**Try it:** Word for word, reproduce all entries below, leaving every picture out.

══ Stored data ══

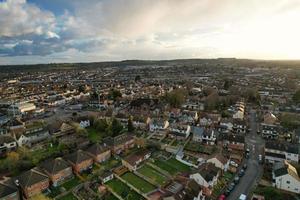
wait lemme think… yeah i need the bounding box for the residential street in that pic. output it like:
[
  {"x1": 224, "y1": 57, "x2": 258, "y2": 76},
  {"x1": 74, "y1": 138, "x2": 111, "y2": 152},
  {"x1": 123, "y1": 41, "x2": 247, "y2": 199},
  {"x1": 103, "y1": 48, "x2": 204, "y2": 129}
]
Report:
[{"x1": 227, "y1": 109, "x2": 265, "y2": 200}]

═══

**Result:**
wait lemme think… yeah i need the bounding box for the residential street in that pic. output it like:
[
  {"x1": 224, "y1": 57, "x2": 258, "y2": 76},
  {"x1": 74, "y1": 138, "x2": 111, "y2": 152},
  {"x1": 123, "y1": 41, "x2": 247, "y2": 199},
  {"x1": 103, "y1": 48, "x2": 204, "y2": 129}
]
Report:
[{"x1": 227, "y1": 109, "x2": 265, "y2": 200}]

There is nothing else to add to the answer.